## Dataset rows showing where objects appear

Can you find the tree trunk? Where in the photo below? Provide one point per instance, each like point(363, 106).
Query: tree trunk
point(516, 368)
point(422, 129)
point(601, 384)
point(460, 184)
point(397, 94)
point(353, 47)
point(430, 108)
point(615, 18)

## The task
Rescale the records above by multiplying every point coordinate in the answers by 1.6 and rounding to the nearest whole number, with halves rounded up. Give all the lines again, requests included, and leave the requests and their format samples unchanged.

## Answer in full
Can you find the tree trunk? Where in the photo below? Provide one point per instance, each like point(363, 106).
Query: tree trunk
point(826, 589)
point(675, 206)
point(962, 614)
point(736, 294)
point(635, 150)
point(565, 75)
point(688, 173)
point(984, 29)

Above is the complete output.